___ DATA SUPPLIED ___

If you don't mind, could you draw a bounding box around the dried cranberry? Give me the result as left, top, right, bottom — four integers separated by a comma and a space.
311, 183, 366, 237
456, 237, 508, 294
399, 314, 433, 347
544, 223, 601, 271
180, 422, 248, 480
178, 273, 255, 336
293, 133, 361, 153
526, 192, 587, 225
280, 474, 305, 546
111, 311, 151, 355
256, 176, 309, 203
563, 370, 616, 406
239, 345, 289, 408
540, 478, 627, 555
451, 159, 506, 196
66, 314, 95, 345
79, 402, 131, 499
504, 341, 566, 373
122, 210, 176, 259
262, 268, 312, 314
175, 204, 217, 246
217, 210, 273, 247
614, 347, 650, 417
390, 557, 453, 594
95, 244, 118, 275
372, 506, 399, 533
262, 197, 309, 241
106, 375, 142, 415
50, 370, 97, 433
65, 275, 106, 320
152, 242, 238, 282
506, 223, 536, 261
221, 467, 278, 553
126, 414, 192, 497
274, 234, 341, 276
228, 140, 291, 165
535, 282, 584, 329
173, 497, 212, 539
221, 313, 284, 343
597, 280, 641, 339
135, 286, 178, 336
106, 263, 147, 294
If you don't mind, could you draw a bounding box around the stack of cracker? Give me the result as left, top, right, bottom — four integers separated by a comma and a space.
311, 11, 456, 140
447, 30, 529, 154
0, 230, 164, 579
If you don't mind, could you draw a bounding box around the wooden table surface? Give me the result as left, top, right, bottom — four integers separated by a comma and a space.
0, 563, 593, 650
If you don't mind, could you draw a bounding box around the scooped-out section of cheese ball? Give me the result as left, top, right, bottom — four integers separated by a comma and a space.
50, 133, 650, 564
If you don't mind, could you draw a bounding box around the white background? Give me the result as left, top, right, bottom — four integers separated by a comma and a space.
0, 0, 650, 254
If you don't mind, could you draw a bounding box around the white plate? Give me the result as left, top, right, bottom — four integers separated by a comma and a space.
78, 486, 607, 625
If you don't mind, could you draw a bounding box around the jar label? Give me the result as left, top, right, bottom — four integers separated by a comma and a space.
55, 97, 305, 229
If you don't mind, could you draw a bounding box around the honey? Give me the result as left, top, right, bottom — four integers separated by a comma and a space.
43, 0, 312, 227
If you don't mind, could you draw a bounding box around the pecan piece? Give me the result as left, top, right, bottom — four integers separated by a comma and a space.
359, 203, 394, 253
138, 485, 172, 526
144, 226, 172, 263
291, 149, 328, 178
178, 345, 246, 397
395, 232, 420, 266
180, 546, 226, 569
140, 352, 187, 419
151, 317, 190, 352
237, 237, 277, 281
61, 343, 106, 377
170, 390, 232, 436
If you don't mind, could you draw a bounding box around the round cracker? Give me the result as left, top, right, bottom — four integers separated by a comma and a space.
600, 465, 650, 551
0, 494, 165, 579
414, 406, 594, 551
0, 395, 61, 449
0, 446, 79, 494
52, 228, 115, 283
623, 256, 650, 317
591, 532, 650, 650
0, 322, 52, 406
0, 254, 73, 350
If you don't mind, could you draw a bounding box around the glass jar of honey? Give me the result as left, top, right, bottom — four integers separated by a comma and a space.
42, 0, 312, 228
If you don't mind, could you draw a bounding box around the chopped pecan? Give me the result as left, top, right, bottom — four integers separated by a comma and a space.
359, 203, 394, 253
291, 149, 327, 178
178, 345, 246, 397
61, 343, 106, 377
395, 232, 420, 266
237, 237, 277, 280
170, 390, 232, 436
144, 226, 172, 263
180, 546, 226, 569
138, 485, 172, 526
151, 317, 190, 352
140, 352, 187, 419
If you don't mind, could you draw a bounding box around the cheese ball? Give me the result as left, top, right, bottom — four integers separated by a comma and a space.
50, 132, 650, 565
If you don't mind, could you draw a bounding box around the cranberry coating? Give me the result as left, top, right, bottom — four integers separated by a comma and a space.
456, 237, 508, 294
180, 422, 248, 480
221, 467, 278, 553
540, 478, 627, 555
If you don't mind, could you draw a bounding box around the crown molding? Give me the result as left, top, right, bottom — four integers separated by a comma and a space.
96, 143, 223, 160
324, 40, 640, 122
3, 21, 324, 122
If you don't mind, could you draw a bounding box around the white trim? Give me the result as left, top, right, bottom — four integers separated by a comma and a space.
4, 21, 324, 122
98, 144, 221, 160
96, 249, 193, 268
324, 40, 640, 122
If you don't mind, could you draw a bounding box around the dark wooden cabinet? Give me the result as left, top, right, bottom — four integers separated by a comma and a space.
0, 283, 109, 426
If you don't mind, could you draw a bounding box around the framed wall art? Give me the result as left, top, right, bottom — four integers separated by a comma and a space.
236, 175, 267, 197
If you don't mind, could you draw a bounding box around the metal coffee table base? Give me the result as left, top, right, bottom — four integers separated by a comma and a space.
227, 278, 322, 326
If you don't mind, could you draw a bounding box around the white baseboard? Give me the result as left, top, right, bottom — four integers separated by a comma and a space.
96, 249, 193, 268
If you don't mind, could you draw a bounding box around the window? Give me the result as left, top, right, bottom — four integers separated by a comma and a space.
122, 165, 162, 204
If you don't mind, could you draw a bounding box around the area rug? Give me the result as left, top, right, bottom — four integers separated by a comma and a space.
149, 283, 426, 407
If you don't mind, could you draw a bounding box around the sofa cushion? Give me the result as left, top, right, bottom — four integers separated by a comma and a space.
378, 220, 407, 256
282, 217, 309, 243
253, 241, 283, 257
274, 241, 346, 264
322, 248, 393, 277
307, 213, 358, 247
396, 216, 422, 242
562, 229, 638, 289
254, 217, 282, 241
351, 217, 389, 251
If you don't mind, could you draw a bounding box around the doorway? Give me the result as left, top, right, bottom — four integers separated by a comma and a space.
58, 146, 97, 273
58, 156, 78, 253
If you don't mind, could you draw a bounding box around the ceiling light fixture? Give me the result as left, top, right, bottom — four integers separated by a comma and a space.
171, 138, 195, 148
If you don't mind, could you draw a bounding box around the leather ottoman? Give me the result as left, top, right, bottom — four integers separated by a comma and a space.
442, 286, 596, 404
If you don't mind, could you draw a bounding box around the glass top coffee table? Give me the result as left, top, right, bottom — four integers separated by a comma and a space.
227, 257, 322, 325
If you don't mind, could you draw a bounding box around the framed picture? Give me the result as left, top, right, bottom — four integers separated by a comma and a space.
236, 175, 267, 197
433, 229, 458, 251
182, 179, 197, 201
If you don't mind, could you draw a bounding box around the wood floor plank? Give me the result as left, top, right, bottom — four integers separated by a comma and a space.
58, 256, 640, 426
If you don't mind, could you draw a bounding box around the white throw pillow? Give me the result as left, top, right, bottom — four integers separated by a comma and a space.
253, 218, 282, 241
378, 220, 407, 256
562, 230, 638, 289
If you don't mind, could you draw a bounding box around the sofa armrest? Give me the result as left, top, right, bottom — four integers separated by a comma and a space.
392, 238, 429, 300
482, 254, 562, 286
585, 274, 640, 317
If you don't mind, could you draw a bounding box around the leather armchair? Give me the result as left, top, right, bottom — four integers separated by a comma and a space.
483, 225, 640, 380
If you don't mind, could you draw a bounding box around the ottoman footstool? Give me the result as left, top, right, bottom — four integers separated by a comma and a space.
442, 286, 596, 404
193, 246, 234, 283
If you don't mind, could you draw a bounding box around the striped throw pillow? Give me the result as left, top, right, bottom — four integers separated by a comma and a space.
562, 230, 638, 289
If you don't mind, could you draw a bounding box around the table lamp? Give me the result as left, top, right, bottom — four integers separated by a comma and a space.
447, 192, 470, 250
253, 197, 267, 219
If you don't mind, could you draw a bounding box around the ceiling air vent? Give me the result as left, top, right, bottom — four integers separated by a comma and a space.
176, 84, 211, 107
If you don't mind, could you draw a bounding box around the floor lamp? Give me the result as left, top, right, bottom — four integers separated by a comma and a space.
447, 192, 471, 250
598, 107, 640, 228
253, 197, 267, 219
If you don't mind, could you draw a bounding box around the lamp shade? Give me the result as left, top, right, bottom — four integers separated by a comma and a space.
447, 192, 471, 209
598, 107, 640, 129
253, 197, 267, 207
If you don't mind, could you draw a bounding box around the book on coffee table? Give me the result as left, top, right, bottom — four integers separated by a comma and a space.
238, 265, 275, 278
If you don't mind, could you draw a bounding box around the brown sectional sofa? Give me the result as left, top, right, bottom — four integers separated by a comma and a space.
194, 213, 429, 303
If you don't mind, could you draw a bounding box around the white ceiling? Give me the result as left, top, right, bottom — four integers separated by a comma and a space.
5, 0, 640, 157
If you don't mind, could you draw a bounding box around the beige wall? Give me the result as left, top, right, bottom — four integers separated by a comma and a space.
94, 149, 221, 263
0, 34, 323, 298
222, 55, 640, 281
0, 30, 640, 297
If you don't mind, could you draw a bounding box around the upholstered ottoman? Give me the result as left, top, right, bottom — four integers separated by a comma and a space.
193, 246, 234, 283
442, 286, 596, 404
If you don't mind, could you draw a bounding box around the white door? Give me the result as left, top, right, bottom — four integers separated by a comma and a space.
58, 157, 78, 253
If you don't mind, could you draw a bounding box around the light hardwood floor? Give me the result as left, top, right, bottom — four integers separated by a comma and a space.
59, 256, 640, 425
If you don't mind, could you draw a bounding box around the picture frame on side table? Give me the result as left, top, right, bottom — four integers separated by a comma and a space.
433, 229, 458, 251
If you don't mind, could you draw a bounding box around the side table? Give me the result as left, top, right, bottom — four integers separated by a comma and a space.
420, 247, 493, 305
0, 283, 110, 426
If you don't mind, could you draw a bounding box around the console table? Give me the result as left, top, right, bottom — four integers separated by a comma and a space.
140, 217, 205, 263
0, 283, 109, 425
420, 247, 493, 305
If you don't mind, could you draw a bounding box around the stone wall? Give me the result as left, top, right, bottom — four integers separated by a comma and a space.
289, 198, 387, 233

___

BRIEF: From the records above, list as numbered items the lines starting at the one containing "around the jar" and ending at the one containing "43, 0, 312, 227", both included and with blank lines omitted.

COMPLETE OUTPUT:
1. If you don't mind, could you draw a bounding box around the jar label? Give me the result as left, top, right, bottom — four integers separated by a comma and a space.
2. 55, 97, 305, 229
3. If you don't mind, could you draw a bounding box around the honey? Give me the result as left, top, right, bottom — four integers separated by a comma and a space.
4. 43, 0, 312, 227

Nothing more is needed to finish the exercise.